DATASET EXCERPTS:

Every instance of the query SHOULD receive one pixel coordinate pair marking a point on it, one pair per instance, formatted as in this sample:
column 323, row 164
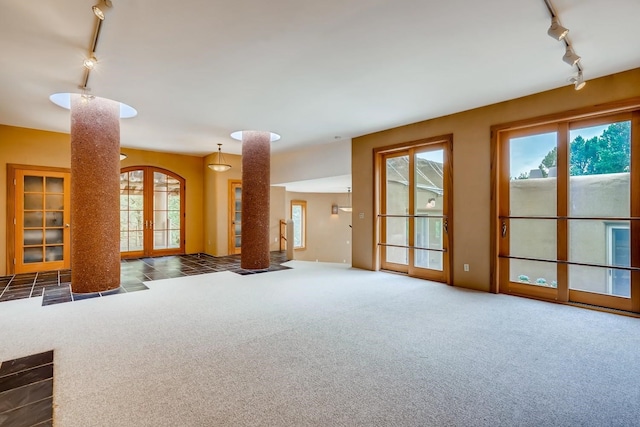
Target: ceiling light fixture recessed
column 63, row 99
column 237, row 135
column 556, row 30
column 101, row 8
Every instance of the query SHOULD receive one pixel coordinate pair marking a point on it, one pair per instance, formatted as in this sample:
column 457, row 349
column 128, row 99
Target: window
column 567, row 204
column 299, row 217
column 618, row 253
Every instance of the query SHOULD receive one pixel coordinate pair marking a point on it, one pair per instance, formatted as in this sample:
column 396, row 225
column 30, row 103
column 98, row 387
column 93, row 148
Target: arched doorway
column 151, row 212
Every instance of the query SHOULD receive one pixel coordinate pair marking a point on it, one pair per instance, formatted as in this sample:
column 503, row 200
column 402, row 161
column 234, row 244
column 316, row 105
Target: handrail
column 411, row 247
column 581, row 264
column 572, row 218
column 411, row 216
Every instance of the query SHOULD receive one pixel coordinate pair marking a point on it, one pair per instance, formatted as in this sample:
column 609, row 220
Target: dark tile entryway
column 26, row 391
column 55, row 286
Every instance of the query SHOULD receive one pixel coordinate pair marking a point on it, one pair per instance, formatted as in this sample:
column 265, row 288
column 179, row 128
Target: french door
column 415, row 232
column 235, row 216
column 569, row 210
column 41, row 234
column 151, row 212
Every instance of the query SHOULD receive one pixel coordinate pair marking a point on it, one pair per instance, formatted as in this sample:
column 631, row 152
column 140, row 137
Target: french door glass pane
column 599, row 187
column 428, row 196
column 131, row 211
column 533, row 193
column 166, row 204
column 33, row 184
column 397, row 203
column 33, row 219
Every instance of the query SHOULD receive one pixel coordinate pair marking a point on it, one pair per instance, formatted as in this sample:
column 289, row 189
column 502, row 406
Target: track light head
column 556, row 30
column 90, row 62
column 101, row 8
column 578, row 80
column 570, row 57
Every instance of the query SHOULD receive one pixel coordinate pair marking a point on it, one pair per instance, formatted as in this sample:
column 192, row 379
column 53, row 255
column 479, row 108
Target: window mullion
column 562, row 249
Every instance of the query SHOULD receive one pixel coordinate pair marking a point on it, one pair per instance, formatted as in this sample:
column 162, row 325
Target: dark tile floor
column 26, row 391
column 55, row 286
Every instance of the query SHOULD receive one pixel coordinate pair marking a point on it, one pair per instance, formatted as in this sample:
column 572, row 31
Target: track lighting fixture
column 556, row 30
column 570, row 56
column 219, row 166
column 578, row 80
column 559, row 32
column 101, row 8
column 90, row 62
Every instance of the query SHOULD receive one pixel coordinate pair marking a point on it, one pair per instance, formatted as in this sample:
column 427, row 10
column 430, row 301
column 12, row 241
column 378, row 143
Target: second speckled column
column 256, row 161
column 95, row 186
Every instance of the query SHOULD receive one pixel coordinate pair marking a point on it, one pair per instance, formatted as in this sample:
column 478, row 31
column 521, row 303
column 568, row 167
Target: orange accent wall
column 43, row 148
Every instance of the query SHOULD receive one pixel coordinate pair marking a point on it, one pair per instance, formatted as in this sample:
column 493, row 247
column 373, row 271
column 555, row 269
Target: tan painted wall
column 471, row 168
column 41, row 148
column 328, row 236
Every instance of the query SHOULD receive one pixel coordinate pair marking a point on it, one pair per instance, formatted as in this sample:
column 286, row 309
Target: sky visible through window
column 527, row 152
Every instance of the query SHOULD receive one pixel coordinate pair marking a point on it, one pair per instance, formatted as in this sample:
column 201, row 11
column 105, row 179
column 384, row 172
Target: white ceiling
column 197, row 70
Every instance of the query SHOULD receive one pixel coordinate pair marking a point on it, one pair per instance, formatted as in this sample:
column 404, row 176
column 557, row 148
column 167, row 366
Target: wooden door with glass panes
column 235, row 216
column 42, row 217
column 151, row 212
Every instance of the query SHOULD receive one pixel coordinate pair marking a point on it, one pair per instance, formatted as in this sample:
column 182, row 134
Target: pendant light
column 219, row 166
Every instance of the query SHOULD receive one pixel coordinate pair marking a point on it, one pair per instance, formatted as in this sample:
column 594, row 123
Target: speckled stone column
column 256, row 161
column 95, row 186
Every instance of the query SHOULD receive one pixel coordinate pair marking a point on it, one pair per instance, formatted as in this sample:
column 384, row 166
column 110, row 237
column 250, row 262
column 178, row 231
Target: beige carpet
column 326, row 345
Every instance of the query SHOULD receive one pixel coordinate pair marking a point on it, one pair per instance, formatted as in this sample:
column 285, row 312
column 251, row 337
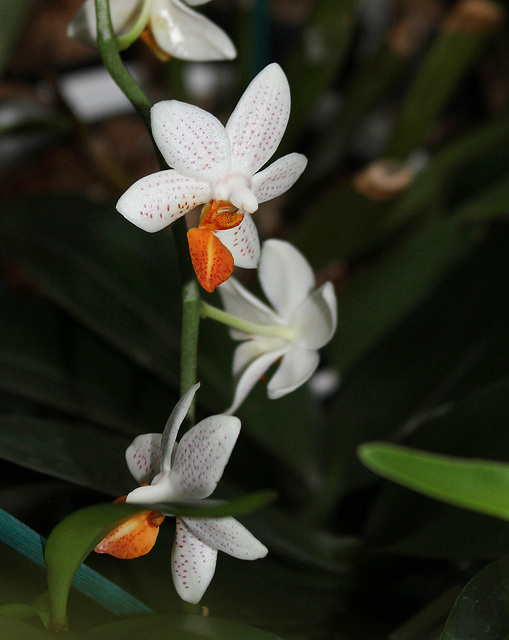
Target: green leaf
column 69, row 544
column 479, row 485
column 481, row 610
column 192, row 627
column 451, row 55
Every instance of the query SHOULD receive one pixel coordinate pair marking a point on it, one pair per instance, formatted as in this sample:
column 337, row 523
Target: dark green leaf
column 481, row 610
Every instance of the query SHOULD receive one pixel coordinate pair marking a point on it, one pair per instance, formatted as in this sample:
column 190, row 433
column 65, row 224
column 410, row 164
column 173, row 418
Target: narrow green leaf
column 192, row 627
column 451, row 55
column 479, row 485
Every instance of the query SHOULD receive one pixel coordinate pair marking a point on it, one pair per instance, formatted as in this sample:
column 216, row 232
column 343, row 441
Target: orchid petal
column 157, row 200
column 83, row 27
column 240, row 302
column 135, row 537
column 259, row 120
column 278, row 177
column 192, row 564
column 227, row 535
column 251, row 361
column 143, row 457
column 285, row 277
column 202, row 455
column 172, row 426
column 316, row 319
column 243, row 243
column 191, row 140
column 296, row 367
column 185, row 34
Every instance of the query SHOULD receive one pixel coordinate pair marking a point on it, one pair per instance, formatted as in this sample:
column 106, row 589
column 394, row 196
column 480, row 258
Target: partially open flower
column 191, row 469
column 218, row 166
column 169, row 27
column 304, row 319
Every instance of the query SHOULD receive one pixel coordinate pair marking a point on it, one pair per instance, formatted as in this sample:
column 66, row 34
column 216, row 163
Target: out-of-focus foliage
column 402, row 108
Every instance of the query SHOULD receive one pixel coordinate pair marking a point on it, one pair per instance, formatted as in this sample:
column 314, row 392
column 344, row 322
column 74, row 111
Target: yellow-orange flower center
column 212, row 261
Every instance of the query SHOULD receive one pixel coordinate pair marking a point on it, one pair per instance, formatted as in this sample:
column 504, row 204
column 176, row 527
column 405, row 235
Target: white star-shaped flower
column 169, row 27
column 304, row 319
column 218, row 165
column 188, row 470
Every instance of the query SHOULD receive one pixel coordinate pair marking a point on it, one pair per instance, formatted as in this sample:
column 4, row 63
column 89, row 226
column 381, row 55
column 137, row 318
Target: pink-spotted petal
column 316, row 319
column 278, row 177
column 191, row 140
column 227, row 535
column 172, row 426
column 285, row 277
column 192, row 564
column 250, row 362
column 143, row 456
column 296, row 367
column 259, row 120
column 202, row 455
column 157, row 200
column 243, row 243
column 187, row 35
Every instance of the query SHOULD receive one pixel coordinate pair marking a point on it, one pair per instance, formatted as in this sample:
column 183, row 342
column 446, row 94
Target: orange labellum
column 212, row 261
column 133, row 538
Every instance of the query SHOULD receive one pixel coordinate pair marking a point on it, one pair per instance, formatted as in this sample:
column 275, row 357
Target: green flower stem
column 108, row 48
column 252, row 328
column 127, row 39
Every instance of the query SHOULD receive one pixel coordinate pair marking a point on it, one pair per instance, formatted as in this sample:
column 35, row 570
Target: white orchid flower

THE PROBLEM: Copy all of the records above line for line and word for word, leaving out the pictures.

THE RESPONSE:
Every instance of the query SHOULD receive one pixel coordinate pair marking a point on it, one pair per instance, formatted as in this sample:
column 323, row 164
Target: ceiling light fixture recessed
column 63, row 99
column 237, row 135
column 556, row 30
column 101, row 8
Every instance of the query SHOULD receive one pixel coordinate pair marking a point on it, one pair per instance, formatted as in this sample:
column 457, row 349
column 128, row 99
Target: window
column 567, row 204
column 299, row 217
column 618, row 253
Every instance of the query SHOULD receive one pixel coordinate pair marking a point on it, one pair per instance, formatted as in this sample:
column 396, row 225
column 30, row 103
column 98, row 387
column 93, row 148
Target: arched doorway
column 151, row 212
Every instance of the query SHOULD receive one pixel coordinate pair marking a point on it, one pair per instance, formatted as in this sample:
column 503, row 200
column 402, row 161
column 234, row 244
column 316, row 105
Target: handrail
column 411, row 247
column 581, row 264
column 572, row 218
column 411, row 216
Every instance of the query SHOULD receive one pixel coordinate pair marking a point on it, one pair per instance, formatted as in this sample:
column 609, row 220
Target: dark tile entryway
column 26, row 391
column 55, row 286
Every instance of the query SHOULD receive one pixel coordinate pair marking a point on it, one pair per instance, formatted as in this sample:
column 265, row 288
column 179, row 128
Target: french door
column 415, row 232
column 235, row 216
column 569, row 210
column 41, row 234
column 151, row 212
Every instance of the query SHOULD receive one pixel coordinate pair marking a point on it, one pair per instance, formatted as in this sample:
column 631, row 152
column 140, row 137
Target: french door glass pane
column 599, row 187
column 428, row 196
column 131, row 211
column 533, row 193
column 166, row 204
column 33, row 184
column 397, row 203
column 33, row 219
Every instance of the query SHOULD receive one pixel coordinate pair marking a point on it, one pair per instance, formatted as in this sample:
column 289, row 189
column 502, row 406
Target: track light head
column 556, row 30
column 90, row 62
column 101, row 8
column 578, row 80
column 570, row 57
Every instance of the query SHOULD receive one pixel coordinate pair marking a point on it, one pair per instance, formatted as in this sample:
column 192, row 379
column 53, row 255
column 479, row 108
Target: window mullion
column 562, row 249
Every instance of the query SHOULD receive one pixel coordinate pair marking a point on it, one pair per instance, formatted as in this sample:
column 162, row 325
Target: dark tile floor
column 26, row 391
column 55, row 286
Every instance of the query SHOULD receive one pixel coordinate pair marking a point on it, one pair per instance, formatted as in this sample:
column 572, row 31
Target: track lighting fixture
column 556, row 30
column 570, row 56
column 219, row 166
column 578, row 80
column 559, row 32
column 101, row 8
column 90, row 62
Every instance of the query SHOULD receive one pixel coordinate pair marking a point on it, one pair per instance, formatted as in this sample:
column 427, row 10
column 430, row 301
column 12, row 241
column 378, row 143
Target: second speckled column
column 256, row 161
column 95, row 186
Every instance of the query SHOULD receive one pixel coordinate pair marking a point on it, one pair per instance, formatted as in this sample:
column 478, row 31
column 521, row 303
column 568, row 167
Target: orange accent wall
column 43, row 148
Every instance of the query SHOULD receive one pixel coordinate pair marking a point on it, one pair per instance, formatted as in this sample:
column 493, row 247
column 373, row 271
column 555, row 269
Target: tan painted wall
column 471, row 168
column 41, row 148
column 328, row 236
Every instance of the query SHOULD receive one pixel coordinate pair marking a point on it, one pair per instance, formatted as in this sample:
column 286, row 309
Target: sky visible through window
column 527, row 152
Every instance of the query SHOULD receive one pixel coordinate pair marking a point on it, one pair per instance, formatted as in this sample:
column 201, row 11
column 105, row 179
column 384, row 172
Target: white ceiling
column 197, row 70
Every instance of the query SHOULD receive one pixel coordinate pair marking a point on it, one pair per instance, formatted as in this sample:
column 404, row 176
column 557, row 148
column 167, row 366
Target: wooden door with glass panes
column 235, row 216
column 42, row 217
column 151, row 212
Every instance of the query SHOULD receive one pixel coordinate pair marking a point on it, one pair per instance, formatted as in this sample:
column 182, row 134
Target: pendant light
column 219, row 166
Every instance of the query SHOULD receive one pixel coordinate pair marking a point on it, one pair per instance, formatted as in this sample:
column 594, row 123
Target: speckled stone column
column 256, row 161
column 95, row 186
Every instance of the query SHOULD receive one pixel coordinate pair marking a point on it, one pair per instance, formatted as in this sample:
column 384, row 166
column 110, row 237
column 250, row 262
column 178, row 231
Target: beige carpet
column 326, row 345
Every instance of the query SHOULD receive one pixel coordinate pair marking a point on it, one pair per instance, formatted as in this sample:
column 285, row 312
column 251, row 337
Target: green leaf
column 69, row 544
column 479, row 485
column 481, row 610
column 192, row 627
column 451, row 55
Every instance of the query SHOULD receive one pixel coordinate pair marking a point on it, one pair per instance, formatted as in this sample:
column 337, row 523
Target: dark green leaf
column 481, row 610
Every instance of the query SHOULD receive one pixel coordinate pair marking a point on it, one pair per instance, formatted as in this sample:
column 190, row 433
column 65, row 224
column 410, row 164
column 173, row 418
Target: narrow green leaf
column 192, row 627
column 451, row 55
column 479, row 485
Every instance of the query SHOULD receive one pixel coordinate pair marking a point on it, one pair per instance, formatted as in this sample:
column 216, row 232
column 343, row 441
Target: orchid petal
column 157, row 200
column 83, row 27
column 240, row 302
column 135, row 537
column 259, row 120
column 278, row 177
column 192, row 564
column 227, row 535
column 251, row 361
column 143, row 457
column 285, row 277
column 202, row 455
column 172, row 426
column 316, row 319
column 243, row 243
column 191, row 140
column 296, row 367
column 185, row 34
Every instance of the query SHOULD receive one pixel coordinate pair marking a point on it, one pair per instance, formatted as in this sample:
column 106, row 589
column 394, row 196
column 480, row 258
Target: partially open flower
column 191, row 469
column 218, row 166
column 169, row 27
column 304, row 319
Every instance of the query SHOULD receive one pixel coordinate pair marking a point on it, one pair per instance, formatted as in this sample:
column 66, row 34
column 216, row 163
Target: out-of-focus foliage
column 402, row 108
Every instance of the query SHOULD receive one pixel coordinate pair marking a point on it, one pair per instance, formatted as in this sample:
column 314, row 392
column 344, row 322
column 74, row 111
Target: yellow-orange flower center
column 212, row 261
Every instance of the query SHOULD receive one pixel coordinate pair marking a point on it, one pair per instance, formatted as in this sample:
column 504, row 204
column 176, row 527
column 405, row 235
Target: white star-shaped flower
column 169, row 27
column 304, row 319
column 218, row 165
column 188, row 470
Every instance of the query SHOULD receive one pixel coordinate pair marking a point on it, one pair per instance, formatted as in this sample:
column 4, row 63
column 89, row 226
column 381, row 55
column 137, row 318
Target: pink-spotted petal
column 316, row 319
column 278, row 177
column 191, row 140
column 227, row 535
column 172, row 426
column 285, row 277
column 192, row 564
column 250, row 362
column 143, row 456
column 296, row 367
column 259, row 120
column 202, row 455
column 157, row 200
column 243, row 243
column 187, row 35
Every instance of the query SHOULD receive one pixel coordinate pair marking a point on it, one pair per instance, formatted as in this sample:
column 183, row 342
column 446, row 94
Target: orange labellum
column 212, row 261
column 133, row 538
Every instance of the query SHOULD receive one pixel coordinate pair marking a point on it, one pair per instance, formatted as in this sample:
column 275, row 357
Target: green flower stem
column 108, row 48
column 252, row 328
column 127, row 39
Every instance of the query SHOULD receive one pixel coordinate pair marking a point on it, one pair per instance, formatted as in this sample:
column 35, row 570
Target: white orchid flower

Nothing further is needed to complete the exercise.